**WHAT IS REQUIRED**
Please copy the items below word for word, beginning at the line that contains "Reviewer note: verify that every instance of the fingernail" and stopping after the line that contains "column 792, row 460".

**DATA ENTRIES**
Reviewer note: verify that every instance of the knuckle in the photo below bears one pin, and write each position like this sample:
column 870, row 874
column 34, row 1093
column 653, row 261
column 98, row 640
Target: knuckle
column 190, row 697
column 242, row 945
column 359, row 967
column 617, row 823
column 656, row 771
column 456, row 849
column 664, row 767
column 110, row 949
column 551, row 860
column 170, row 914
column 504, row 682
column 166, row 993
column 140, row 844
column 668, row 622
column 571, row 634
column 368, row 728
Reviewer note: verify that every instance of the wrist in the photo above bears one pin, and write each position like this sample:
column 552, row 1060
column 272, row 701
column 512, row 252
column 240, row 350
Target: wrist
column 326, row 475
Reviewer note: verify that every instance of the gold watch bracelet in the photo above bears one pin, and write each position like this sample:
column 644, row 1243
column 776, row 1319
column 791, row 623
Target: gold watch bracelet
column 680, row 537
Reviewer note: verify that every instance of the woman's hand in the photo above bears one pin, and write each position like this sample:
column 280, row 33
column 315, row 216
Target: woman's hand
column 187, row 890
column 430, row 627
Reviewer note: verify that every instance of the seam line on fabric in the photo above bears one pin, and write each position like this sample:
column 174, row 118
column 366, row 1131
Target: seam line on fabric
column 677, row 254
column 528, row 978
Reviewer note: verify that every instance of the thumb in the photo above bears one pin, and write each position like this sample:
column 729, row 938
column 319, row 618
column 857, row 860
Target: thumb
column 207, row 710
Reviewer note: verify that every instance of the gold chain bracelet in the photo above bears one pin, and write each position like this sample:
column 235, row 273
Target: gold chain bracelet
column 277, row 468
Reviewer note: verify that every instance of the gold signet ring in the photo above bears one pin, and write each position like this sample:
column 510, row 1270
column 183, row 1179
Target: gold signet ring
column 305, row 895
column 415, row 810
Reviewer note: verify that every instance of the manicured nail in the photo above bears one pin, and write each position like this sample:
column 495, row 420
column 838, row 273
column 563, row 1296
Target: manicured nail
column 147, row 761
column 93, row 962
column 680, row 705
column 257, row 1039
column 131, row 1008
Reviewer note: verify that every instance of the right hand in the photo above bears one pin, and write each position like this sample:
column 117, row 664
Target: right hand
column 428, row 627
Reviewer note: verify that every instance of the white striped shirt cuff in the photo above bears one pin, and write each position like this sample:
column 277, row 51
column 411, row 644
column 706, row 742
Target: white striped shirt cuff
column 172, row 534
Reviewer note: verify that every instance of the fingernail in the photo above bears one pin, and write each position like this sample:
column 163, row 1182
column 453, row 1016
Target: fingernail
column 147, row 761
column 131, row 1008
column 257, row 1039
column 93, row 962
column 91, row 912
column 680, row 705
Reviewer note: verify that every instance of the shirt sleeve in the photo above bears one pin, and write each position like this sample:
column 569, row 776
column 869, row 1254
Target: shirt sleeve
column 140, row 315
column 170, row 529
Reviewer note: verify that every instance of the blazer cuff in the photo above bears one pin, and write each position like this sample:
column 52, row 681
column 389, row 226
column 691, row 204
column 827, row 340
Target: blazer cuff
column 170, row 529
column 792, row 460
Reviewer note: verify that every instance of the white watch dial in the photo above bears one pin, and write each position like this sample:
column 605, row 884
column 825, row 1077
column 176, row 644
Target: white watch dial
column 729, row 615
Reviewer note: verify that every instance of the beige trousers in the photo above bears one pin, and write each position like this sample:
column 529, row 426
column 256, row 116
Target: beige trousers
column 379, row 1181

**RESPONSE TO THE EXERCISE**
Reviewer note: verify that every instance of the fingernail in the photo above bears one pin, and write each position like this sample:
column 163, row 1182
column 453, row 1016
Target: fingernail
column 147, row 761
column 131, row 1008
column 257, row 1039
column 93, row 962
column 91, row 912
column 680, row 705
Reviewer note: verify that every instance of the shirt sleeve in the photo above bears one pin, and write each position like this sample:
column 569, row 776
column 869, row 1254
Target: shirt sleeve
column 140, row 315
column 170, row 529
Reviewer note: verify that every instance of the blazer cuff in the photo above bears one pin, and write each position like this sample:
column 52, row 681
column 389, row 226
column 691, row 204
column 827, row 340
Target: blazer cuff
column 170, row 529
column 792, row 460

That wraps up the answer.